→ STATED TASK:
Tally the lines of the material below that contain the string "napkin", matching case exactly. Reply with the number alone.
[Start of INPUT]
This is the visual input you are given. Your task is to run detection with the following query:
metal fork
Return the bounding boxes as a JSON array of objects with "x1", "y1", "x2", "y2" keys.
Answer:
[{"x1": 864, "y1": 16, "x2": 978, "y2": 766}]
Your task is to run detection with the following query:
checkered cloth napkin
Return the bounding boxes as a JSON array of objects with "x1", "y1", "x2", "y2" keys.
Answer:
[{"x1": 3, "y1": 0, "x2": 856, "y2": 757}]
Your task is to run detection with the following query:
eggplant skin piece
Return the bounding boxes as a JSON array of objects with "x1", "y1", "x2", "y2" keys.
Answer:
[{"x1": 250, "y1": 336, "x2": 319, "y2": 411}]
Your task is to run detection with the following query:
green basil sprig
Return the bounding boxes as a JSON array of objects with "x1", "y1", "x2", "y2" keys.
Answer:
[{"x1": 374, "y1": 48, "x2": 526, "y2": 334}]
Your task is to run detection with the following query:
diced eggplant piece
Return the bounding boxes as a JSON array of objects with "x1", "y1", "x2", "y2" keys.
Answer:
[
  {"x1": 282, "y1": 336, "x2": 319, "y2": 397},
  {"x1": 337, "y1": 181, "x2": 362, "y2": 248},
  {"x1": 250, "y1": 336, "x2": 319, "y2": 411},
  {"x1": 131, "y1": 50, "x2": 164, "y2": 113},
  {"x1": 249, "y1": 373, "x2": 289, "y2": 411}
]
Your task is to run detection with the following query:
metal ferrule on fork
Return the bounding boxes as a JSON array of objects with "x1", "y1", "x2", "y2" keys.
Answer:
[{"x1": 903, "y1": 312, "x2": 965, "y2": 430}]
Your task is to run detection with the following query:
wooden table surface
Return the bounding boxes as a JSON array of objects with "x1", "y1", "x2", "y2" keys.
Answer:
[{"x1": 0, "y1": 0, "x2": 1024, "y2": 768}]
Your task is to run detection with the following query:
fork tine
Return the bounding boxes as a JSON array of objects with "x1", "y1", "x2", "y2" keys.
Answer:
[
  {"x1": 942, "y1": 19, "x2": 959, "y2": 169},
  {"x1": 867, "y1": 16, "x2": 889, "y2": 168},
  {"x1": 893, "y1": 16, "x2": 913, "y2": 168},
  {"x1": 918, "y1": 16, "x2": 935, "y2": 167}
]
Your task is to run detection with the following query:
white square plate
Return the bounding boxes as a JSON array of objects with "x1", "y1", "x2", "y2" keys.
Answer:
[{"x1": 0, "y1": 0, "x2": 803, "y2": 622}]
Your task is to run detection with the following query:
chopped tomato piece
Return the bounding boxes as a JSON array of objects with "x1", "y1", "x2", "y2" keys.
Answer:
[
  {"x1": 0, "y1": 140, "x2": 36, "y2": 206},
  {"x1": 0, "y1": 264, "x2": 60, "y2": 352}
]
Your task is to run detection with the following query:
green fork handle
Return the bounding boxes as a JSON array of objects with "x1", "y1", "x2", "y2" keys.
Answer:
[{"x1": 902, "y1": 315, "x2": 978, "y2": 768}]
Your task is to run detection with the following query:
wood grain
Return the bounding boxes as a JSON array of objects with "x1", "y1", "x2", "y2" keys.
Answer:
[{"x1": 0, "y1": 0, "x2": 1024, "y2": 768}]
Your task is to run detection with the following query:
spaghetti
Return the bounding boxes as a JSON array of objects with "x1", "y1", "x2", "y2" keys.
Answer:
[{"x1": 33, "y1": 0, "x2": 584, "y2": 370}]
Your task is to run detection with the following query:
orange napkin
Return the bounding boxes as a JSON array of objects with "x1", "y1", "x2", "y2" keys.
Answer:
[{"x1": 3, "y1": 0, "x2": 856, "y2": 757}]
[End of INPUT]
→ SOLVED EXERCISE:
2